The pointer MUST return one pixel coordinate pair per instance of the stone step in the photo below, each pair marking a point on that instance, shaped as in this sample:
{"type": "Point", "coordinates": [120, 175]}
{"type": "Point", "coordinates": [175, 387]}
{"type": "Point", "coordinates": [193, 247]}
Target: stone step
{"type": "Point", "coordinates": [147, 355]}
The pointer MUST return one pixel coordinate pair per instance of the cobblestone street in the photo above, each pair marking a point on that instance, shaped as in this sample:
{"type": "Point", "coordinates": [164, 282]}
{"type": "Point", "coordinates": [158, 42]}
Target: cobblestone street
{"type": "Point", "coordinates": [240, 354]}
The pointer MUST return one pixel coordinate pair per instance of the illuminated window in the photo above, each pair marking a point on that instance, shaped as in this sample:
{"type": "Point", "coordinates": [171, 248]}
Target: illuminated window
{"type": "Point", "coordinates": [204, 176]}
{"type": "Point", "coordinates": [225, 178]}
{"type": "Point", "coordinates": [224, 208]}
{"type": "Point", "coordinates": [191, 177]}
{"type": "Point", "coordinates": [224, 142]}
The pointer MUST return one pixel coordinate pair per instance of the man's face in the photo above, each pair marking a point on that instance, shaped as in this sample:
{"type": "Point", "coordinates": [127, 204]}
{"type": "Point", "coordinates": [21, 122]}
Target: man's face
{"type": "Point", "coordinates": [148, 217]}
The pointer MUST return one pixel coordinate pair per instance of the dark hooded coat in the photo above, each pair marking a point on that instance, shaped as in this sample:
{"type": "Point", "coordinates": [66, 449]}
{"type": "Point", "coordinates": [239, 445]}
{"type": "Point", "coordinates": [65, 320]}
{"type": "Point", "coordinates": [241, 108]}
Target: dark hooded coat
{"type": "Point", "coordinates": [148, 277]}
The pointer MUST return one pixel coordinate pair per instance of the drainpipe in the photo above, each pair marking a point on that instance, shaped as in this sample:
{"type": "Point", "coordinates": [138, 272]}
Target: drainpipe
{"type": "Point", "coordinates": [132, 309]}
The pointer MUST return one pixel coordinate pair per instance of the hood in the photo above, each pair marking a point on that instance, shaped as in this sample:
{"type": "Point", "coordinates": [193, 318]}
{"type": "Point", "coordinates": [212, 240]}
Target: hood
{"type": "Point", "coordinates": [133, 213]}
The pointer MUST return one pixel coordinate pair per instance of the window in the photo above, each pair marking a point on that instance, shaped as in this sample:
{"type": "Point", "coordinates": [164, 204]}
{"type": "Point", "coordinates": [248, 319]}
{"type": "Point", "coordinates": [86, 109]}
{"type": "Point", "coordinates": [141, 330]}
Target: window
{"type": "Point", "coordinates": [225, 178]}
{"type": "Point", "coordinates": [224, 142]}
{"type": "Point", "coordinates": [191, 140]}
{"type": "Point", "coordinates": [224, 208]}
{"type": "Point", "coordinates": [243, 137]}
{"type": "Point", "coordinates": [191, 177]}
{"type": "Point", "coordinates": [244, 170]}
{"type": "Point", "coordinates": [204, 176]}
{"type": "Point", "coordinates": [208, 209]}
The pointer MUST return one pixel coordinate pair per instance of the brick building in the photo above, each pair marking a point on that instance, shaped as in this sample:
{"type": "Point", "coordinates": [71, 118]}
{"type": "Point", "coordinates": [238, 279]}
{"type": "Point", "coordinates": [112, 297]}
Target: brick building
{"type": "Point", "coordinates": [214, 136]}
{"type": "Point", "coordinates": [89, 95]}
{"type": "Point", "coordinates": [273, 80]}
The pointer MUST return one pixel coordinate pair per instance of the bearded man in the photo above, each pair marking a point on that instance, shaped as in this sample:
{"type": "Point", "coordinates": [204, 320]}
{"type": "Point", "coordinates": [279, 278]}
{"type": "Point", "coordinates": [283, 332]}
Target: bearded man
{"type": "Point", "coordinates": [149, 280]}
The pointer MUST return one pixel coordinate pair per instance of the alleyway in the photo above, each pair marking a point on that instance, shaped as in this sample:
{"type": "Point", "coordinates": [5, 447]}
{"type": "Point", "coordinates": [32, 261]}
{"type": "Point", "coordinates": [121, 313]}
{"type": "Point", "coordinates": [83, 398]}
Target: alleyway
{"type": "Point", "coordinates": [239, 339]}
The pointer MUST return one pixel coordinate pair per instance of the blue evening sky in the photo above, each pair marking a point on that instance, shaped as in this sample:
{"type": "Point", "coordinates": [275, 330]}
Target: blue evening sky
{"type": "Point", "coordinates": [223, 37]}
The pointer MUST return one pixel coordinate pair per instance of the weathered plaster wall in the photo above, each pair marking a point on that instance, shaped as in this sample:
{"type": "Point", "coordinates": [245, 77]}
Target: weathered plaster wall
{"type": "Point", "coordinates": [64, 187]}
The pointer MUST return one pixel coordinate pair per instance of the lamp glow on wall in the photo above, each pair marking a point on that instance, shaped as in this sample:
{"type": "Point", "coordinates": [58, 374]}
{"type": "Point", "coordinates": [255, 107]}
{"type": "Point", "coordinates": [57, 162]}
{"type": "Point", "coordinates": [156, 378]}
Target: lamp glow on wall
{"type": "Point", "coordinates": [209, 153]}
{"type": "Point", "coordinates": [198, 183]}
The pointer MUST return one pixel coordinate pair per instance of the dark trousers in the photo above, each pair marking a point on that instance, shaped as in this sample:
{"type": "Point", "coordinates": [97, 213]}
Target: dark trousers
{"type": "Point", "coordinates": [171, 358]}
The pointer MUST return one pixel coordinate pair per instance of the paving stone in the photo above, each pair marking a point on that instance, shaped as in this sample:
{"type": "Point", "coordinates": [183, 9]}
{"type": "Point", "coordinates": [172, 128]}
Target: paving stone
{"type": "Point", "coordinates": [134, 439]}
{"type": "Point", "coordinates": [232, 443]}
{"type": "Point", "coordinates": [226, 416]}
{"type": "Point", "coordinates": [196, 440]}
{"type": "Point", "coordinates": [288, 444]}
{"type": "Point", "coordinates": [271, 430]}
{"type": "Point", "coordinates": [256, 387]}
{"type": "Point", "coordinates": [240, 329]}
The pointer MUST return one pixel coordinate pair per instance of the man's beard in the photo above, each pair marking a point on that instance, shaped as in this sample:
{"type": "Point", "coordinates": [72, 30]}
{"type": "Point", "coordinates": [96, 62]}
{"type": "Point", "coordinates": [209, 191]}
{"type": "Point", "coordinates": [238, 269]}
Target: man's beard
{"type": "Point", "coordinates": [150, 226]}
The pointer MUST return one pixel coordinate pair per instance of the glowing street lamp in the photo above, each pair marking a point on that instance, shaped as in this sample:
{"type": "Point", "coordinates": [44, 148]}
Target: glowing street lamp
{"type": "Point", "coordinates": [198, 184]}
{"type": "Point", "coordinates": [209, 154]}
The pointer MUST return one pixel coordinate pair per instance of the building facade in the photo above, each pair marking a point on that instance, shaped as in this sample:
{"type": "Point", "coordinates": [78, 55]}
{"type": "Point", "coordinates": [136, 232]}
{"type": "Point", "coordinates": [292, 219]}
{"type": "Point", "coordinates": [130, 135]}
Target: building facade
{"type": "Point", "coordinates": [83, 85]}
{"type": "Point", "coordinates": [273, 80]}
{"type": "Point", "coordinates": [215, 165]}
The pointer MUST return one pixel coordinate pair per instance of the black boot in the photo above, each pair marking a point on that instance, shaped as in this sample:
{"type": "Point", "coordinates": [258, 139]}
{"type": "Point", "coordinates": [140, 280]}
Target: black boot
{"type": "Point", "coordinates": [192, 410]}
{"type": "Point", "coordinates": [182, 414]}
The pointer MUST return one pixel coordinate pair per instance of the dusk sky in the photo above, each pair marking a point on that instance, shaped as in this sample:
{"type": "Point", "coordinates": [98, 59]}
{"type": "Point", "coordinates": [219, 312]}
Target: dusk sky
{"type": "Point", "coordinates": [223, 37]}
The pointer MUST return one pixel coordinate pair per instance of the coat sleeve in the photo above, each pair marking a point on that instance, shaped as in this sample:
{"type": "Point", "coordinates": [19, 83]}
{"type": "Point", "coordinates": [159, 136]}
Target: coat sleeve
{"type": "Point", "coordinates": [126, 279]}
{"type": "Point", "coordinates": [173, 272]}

------------------------------------------------------------------------

WORK ORDER. Your answer must be the lines above from the one containing "Target: weathered plaster wall" to the one containing "of the lamp", both included, restated word for word.

WRITTEN ANSWER.
Target: weathered plaster wall
{"type": "Point", "coordinates": [64, 187]}
The pointer MUST return one pixel coordinate pair per instance of the lamp glow on wall in the photo above, each pair marking a point on that instance, shaped as in this sample:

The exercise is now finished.